§ **Exercise goal**
From the entries that follow, reproduce exactly and only the lines from the line with "Target: small island" to the line with "Camera-trap review: tag the foliage", endpoints included.
(Extracted records)
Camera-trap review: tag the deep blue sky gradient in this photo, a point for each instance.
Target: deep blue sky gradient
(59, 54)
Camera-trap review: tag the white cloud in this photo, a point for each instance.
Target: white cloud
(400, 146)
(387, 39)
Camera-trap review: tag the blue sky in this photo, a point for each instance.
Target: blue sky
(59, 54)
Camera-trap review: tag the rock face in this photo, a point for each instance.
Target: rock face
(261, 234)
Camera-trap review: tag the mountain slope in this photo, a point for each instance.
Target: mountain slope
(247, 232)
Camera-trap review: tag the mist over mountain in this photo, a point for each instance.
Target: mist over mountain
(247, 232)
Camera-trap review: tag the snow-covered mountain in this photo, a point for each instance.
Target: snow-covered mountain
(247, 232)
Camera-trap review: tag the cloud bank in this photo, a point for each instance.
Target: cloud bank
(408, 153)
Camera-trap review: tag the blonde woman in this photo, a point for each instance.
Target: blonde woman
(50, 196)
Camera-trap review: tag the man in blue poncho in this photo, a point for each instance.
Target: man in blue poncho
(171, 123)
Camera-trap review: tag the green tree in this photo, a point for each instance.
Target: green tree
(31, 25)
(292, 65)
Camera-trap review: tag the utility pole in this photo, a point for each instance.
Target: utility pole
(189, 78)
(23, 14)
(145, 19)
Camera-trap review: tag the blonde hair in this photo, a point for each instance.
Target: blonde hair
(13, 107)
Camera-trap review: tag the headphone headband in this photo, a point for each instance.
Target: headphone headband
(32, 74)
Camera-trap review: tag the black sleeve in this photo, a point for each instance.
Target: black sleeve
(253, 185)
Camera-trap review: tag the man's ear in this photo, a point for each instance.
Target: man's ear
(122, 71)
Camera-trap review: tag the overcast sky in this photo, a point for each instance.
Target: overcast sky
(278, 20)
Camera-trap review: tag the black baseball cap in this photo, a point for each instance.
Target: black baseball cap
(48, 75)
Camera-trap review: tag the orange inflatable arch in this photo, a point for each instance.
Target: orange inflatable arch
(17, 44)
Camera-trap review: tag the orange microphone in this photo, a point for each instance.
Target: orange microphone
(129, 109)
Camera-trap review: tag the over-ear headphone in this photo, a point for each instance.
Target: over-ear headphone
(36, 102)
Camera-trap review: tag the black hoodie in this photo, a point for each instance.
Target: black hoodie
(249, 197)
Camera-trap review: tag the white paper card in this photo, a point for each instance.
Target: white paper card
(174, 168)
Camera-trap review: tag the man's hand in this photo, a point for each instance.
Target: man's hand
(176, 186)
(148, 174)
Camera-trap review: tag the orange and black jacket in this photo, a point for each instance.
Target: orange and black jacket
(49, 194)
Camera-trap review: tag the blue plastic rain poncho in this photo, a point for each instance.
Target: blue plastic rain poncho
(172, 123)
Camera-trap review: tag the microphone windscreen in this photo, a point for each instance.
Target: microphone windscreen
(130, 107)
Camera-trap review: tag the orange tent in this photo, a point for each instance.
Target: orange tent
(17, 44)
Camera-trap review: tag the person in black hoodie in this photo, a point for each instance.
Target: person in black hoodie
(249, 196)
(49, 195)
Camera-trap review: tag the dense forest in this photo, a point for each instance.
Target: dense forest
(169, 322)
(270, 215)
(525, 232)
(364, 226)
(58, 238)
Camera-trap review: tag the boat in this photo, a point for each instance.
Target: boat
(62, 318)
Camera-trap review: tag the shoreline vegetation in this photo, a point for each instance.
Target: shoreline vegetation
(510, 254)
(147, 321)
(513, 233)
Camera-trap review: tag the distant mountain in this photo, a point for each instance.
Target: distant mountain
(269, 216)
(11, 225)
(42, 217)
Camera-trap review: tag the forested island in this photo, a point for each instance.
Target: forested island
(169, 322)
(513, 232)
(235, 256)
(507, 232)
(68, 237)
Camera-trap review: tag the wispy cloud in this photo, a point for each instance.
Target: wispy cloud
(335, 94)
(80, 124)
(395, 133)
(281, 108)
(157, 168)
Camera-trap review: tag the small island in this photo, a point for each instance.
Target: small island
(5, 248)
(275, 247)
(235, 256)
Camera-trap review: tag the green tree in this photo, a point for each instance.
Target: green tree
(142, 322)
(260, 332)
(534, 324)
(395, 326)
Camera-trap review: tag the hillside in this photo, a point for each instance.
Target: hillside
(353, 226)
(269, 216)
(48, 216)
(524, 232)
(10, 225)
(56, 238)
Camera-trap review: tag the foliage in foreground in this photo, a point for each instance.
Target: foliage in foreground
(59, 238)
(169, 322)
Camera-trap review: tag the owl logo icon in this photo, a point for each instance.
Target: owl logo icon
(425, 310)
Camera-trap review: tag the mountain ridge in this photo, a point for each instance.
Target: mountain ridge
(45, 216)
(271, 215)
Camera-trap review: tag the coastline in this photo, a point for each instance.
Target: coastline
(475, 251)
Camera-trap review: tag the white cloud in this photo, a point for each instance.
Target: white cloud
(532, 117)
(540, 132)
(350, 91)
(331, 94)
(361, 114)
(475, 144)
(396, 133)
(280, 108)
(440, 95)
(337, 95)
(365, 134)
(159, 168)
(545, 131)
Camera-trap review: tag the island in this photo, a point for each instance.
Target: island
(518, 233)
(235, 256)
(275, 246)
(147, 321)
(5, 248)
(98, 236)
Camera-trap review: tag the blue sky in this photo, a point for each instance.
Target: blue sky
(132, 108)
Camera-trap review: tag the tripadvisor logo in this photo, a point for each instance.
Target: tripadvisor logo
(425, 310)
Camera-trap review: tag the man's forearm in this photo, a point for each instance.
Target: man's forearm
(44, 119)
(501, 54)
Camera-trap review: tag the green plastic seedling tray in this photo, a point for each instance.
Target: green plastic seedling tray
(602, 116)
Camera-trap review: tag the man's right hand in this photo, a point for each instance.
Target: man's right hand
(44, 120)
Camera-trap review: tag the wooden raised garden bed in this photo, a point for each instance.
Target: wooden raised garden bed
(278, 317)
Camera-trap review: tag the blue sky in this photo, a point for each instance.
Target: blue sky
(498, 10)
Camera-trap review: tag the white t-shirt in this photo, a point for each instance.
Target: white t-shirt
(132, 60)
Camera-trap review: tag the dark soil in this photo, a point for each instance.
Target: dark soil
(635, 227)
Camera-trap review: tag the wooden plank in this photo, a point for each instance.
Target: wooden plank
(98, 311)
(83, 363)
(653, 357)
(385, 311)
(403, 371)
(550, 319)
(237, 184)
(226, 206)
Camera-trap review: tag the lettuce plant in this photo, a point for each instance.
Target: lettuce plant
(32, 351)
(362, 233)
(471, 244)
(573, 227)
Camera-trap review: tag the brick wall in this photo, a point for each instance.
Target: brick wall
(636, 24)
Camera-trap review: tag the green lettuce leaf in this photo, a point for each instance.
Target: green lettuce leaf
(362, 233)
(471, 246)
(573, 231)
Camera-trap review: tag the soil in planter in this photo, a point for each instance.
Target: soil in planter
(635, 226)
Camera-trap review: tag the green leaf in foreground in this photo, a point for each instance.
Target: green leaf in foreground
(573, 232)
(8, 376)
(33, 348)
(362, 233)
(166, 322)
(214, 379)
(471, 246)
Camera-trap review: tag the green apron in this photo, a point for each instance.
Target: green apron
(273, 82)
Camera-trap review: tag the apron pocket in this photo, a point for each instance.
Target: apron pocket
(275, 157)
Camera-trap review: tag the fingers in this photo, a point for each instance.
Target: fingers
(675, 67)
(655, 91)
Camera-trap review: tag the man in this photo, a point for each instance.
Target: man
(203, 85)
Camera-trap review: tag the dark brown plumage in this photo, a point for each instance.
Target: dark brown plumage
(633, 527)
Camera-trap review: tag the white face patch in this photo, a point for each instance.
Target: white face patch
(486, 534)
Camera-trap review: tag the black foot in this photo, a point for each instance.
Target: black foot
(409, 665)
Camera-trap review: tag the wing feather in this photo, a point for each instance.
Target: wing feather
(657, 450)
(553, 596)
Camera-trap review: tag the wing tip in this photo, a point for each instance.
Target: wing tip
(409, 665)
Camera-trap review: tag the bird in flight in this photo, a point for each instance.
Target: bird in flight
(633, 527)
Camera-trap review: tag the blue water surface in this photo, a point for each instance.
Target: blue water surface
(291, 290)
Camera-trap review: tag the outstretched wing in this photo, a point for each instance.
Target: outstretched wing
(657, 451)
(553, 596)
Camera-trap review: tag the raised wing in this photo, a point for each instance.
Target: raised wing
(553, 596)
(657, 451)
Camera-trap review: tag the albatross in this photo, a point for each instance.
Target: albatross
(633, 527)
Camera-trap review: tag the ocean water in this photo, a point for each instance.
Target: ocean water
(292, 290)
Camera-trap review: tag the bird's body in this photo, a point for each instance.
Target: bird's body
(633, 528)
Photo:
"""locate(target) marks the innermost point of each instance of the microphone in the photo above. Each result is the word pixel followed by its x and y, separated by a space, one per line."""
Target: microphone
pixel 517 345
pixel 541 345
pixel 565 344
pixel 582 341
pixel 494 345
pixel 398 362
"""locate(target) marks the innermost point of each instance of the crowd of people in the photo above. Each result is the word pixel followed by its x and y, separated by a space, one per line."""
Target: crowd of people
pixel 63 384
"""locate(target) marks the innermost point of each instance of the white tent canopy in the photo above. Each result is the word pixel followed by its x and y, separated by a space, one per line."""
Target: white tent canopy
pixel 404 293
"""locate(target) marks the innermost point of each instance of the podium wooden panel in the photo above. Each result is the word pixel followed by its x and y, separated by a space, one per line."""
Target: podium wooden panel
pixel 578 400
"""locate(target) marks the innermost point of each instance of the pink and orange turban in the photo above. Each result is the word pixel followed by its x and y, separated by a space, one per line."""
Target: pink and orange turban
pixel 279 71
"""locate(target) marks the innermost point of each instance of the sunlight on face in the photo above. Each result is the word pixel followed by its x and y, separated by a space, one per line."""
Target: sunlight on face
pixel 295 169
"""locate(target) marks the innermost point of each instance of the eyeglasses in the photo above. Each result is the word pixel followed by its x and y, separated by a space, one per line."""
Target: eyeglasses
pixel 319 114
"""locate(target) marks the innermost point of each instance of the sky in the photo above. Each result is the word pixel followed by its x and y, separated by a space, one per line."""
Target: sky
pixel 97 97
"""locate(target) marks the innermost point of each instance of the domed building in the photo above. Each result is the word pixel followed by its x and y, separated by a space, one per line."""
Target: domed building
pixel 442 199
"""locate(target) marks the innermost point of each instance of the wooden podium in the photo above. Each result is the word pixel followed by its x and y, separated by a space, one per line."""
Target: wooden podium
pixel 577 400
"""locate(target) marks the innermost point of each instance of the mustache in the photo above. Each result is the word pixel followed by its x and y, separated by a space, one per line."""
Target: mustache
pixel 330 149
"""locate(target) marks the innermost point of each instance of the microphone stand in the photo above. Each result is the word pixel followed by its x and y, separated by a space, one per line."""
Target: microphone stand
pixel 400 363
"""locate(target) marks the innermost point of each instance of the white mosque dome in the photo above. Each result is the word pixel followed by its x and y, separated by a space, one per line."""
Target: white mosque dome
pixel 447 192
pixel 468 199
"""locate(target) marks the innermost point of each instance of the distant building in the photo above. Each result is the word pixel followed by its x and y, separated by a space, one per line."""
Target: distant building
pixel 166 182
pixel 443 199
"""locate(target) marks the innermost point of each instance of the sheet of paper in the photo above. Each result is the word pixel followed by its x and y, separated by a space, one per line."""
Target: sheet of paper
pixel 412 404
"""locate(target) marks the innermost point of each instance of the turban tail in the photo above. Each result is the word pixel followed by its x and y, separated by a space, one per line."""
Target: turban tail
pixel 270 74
(End Extracted records)
§ **Result of this task**
Target: small island
(5, 248)
(275, 247)
(235, 256)
Camera-trap review: tag the green tree in this photo, a point for each instance.
Target: green tree
(142, 322)
(260, 332)
(534, 324)
(395, 326)
Camera-trap review: tag the hillside in this photo, a point for each instance.
Target: hillside
(353, 226)
(269, 216)
(48, 216)
(524, 232)
(10, 225)
(56, 238)
Camera-trap review: tag the foliage in foreground in this photo, a point for each instance.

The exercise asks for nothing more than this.